**RECORDS FOR THIS TASK:**
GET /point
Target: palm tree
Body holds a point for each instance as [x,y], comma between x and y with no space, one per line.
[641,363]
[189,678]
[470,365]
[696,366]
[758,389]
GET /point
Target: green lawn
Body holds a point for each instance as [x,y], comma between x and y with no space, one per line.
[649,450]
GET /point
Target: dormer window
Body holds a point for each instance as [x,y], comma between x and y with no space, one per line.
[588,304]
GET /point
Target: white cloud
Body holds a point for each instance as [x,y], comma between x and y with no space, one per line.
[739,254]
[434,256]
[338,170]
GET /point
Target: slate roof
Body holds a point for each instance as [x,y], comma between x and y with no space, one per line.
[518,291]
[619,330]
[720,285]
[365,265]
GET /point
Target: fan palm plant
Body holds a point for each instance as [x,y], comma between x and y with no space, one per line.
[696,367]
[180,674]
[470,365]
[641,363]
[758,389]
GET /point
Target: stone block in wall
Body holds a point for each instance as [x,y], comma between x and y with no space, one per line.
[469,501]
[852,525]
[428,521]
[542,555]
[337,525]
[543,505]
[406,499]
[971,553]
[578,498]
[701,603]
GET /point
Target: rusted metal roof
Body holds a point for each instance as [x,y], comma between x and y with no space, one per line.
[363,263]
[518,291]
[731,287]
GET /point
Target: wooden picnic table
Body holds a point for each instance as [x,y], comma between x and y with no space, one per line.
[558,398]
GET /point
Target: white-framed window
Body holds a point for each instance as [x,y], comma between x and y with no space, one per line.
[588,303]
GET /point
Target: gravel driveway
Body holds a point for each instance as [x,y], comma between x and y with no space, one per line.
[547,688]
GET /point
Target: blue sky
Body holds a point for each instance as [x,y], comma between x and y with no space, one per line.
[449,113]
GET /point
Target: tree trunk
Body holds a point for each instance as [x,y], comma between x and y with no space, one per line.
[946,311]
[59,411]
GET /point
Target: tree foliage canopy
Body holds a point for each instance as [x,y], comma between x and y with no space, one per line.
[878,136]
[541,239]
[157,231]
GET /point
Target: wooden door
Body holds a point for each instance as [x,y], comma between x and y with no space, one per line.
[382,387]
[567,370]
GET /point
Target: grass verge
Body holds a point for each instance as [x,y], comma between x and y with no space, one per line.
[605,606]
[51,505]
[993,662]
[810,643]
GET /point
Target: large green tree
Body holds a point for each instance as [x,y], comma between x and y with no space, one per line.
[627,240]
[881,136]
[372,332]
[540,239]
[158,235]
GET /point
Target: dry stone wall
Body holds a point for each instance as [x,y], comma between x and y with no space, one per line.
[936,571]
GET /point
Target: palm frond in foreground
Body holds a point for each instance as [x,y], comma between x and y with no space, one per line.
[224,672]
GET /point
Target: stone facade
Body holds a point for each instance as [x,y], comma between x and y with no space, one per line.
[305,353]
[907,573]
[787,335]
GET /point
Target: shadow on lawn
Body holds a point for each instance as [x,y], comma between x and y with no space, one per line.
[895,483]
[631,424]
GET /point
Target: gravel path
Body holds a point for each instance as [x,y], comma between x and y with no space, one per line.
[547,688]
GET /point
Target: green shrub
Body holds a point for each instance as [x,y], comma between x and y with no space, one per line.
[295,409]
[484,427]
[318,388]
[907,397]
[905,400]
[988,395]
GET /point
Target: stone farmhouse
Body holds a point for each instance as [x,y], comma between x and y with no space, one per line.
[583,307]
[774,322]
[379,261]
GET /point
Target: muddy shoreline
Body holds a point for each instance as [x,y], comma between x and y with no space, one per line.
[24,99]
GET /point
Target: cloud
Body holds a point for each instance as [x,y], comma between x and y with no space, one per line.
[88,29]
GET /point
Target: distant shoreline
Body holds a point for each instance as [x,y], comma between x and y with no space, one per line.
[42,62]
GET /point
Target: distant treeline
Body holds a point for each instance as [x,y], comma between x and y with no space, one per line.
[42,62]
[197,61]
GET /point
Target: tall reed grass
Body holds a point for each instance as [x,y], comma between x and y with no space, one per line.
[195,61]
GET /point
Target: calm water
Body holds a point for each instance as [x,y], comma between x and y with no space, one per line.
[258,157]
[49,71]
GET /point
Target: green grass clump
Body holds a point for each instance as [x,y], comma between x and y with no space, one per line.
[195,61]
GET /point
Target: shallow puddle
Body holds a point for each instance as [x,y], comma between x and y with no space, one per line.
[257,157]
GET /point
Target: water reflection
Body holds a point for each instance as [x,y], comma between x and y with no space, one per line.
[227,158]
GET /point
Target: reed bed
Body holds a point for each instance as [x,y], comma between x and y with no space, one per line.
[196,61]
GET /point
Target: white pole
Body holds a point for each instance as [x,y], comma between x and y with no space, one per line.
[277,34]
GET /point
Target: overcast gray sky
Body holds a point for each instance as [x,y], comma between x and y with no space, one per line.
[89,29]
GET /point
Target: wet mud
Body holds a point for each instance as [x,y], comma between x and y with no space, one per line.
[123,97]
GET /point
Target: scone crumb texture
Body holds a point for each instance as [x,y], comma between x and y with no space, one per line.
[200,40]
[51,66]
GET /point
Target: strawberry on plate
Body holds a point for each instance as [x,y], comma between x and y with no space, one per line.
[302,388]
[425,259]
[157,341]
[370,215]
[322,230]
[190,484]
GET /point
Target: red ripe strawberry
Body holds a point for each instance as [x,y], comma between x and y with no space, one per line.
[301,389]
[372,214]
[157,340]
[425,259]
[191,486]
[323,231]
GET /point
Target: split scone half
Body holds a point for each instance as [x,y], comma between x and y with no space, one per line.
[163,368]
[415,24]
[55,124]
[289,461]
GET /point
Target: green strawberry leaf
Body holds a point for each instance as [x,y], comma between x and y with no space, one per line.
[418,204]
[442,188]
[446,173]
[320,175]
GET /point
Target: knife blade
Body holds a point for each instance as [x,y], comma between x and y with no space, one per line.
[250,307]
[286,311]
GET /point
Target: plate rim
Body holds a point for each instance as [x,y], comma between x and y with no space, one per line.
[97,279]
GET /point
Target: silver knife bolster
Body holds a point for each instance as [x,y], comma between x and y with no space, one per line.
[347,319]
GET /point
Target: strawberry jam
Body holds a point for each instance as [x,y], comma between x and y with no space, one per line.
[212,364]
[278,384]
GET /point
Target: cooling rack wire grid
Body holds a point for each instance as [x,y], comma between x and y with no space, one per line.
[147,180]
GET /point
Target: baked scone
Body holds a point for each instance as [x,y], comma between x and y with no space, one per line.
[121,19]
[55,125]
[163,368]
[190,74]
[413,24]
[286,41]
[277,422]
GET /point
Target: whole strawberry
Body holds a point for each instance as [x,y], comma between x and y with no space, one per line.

**WHAT YOU ARE ASKED TO DO:** Copy every record exactly as presented.

**RESPONSE BELOW:**
GET /point
Target: palm tree
Body holds a point for each instance as [x,y], comma between x and y with no space, one per line.
[641,363]
[189,678]
[470,365]
[696,366]
[758,389]
GET /point
Target: green lawn
Body holds a point for each instance as [x,y], comma between x and y with no space, one per line.
[649,450]
GET /point
Target: dormer window
Body holds a point for each instance as [x,y], comma between x and y with no space, one per line.
[588,304]
GET /point
Target: white cloud
Body holds a point for each instance as [x,y], comma between x and y with no space, one per line.
[739,254]
[434,256]
[338,170]
GET /point
Target: slate roof
Body holds a point for each instance as [x,y], comma between x and y with no space, one per line.
[518,291]
[619,330]
[720,285]
[365,265]
GET /point
Target: fan palm plant
Body holds a point for each instance as [x,y], comma between x and y with no space, one per line.
[696,367]
[180,674]
[470,365]
[641,363]
[758,389]
GET /point
Target: stone block in wall
Body holds a point for each instance as [x,y], comma between x and y with no space, one per line.
[469,501]
[852,525]
[428,521]
[542,555]
[337,525]
[543,505]
[406,499]
[971,553]
[578,498]
[701,603]
GET /point
Target: rusted metal roof
Body holds a point for each instance as [x,y], comma between x and y with no space, one per line.
[363,263]
[518,291]
[731,287]
GET /point
Target: wooden picnic table
Body holds a point for each instance as [x,y], comma between x and y with no space, one per line.
[558,398]
GET /point
Target: white-framed window
Body holds a point for each instance as [x,y], comma between x and y with no space, one per line.
[588,303]
GET /point
Target: gravel driveway
Body holds a point for each instance as [x,y], comma between x and y with no space, one per line.
[547,688]
GET /point
Target: blue sky
Body holds a point for each instance as [x,y], comma between x and y with no space, one per line.
[449,113]
GET /point
Target: tree trunk
Body holds a point for each instance as [x,y], comma between x and y with no space, one per line.
[946,311]
[59,411]
GET /point
Target: tree foliage canopy
Body holds a point for each instance as [x,y], comma between x and y with no space, one per line.
[878,136]
[541,239]
[157,231]
GET /point
Target: wooden door
Body holds a point for each instance as [x,y], comma between x and y with no space, one per line.
[382,387]
[567,370]
GET /point
Target: grass verge
Body holds a point for each instance as [x,y], comma between x and y with no space, one per line.
[605,606]
[51,505]
[993,662]
[810,643]
GET /point
Target: large green tree
Body holds a point for each instance as [x,y], comma between x and y with no space, one per line.
[627,240]
[881,136]
[372,332]
[540,239]
[158,235]
GET /point
Target: dry stone wall
Body holds a point for each instance as [x,y], comma between x and y with no space, one per line.
[936,571]
GET /point
Target: palm frond in foreground
Body holds a point for each instance as [x,y], comma between x and y with no space, one per line.
[224,672]
GET /point
Target: stone facade
Body holds a point for each instance as [x,y], comma between x and y with no space, one per line.
[305,353]
[907,573]
[787,335]
GET /point
Target: shadow on lawn
Body holds a point for each instance as [x,y], comma between x and y with no space, one per line.
[895,483]
[631,424]
GET /point
Target: gravel path
Body holds a point for each instance as [x,y], comma between x and y with no space, one per line.
[547,688]
GET /point
Target: green shrub
Body holds a point for each instance as [x,y], comma between x and y with no space, one per line.
[295,409]
[484,427]
[318,388]
[907,397]
[905,400]
[988,395]
GET /point
Target: stone farmhouse
Body holds a point for each instance as [x,y], comma between x and y with no space, one per line.
[583,307]
[774,322]
[379,261]
GET /point
Target: muddy shoreline
Body holds a point for each instance as [x,y], comma between x and y with no space, one per line.
[24,99]
GET /point
Target: cloud
Body holds a point for each instance as [x,y], comma between x and y with no space, one per line.
[88,29]
GET /point
Target: distant shoreline
Body holds a point for each instance as [x,y], comma between x and y with no space, one per line.
[42,62]
GET /point
Target: distant treeline
Body holds a point for each instance as [x,y], comma between x and y with no space, one per line.
[42,62]
[197,61]
GET /point
Target: tall reed grass
Body holds a point for each instance as [x,y], comma between x and y with no space, one per line.
[195,61]
GET /point
Target: calm water
Body holds a point for each instance as [x,y], comma between x and y with no space, one per line.
[258,157]
[49,71]
GET /point
Target: green grass clump
Body holds a point for each instance as [x,y], comma between x and y with no space, one per line.
[195,61]
GET /point
Target: shallow puddle
Body holds a point for each instance as [x,y], comma between x and y with no space, one per line.
[257,157]
GET /point
Target: water reflection
Body holds a point for each instance as [x,y], comma between x and y with no space, one per line.
[227,158]
GET /point
Target: reed bed
Body holds a point for each instance as [x,y], comma between x and y with no space, one per line.
[196,61]
GET /point
Target: white pole
Body holds a point for each instance as [x,y], comma between x and y with no space, one per line.
[277,34]
GET /point
Target: overcast gray sky
Body holds a point for each instance as [x,y], comma between x and y with no space, one per line.
[89,29]
GET /point
Target: wet mud
Body holds a point for each instance as [x,y], comma between x and y with no space, one per line.
[123,97]
GET /point
Target: scone crumb texture
Body holds a point for each instance as [x,y], comma between x and y with no space, one per line.
[200,40]
[51,66]
GET /point
Target: strawberry on plate
Body holds a point for each instance as [x,y], comma between x and y with no space, one per line.
[302,388]
[425,259]
[157,341]
[370,215]
[322,230]
[190,484]
GET /point
Target: red ripe strawberry
Body holds a point for each instance as [x,y], comma between x and y with no space, one per line.
[301,389]
[372,214]
[157,340]
[425,259]
[191,486]
[323,231]
GET /point
Target: split scone half
Body holds a point for each instance as [x,y], comma between x and y with no space, one per line.
[163,368]
[415,24]
[55,124]
[289,461]
GET /point
Target: green strawberry leaf
Body holds a point for each instance as [x,y], comma between x and y with no space, one per line.
[418,204]
[442,188]
[446,173]
[320,175]
GET /point
Target: knife blade
Body holds a point for each instance as [x,y], comma between x and y with no space, one per line.
[250,307]
[286,311]
GET /point
Target: plate rim
Body holds a point for each instance as [x,y], comma between x and y with no space, one per line.
[97,279]
GET /point
Target: silver knife bolster
Body holds a point for each instance as [x,y], comma between x and y with no space, one per line.
[347,319]
GET /point
Target: strawberry jam
Body holds a point for each instance as [x,y], comma between x and y with no space, one per line.
[212,364]
[278,384]
GET /point
Target: cooling rack wire grid
Body holds a point for each instance as [x,y], comma between x and y with no space, one per line.
[147,180]
GET /point
Target: baked scone
Body holds a point for each instance as [x,y], comma between x and y with no space, one per line.
[121,19]
[55,125]
[163,368]
[190,74]
[413,24]
[286,41]
[277,422]
GET /point
Target: whole strawberry
Body holds a point for each instance as [x,y], comma between x and y with no space, one per line.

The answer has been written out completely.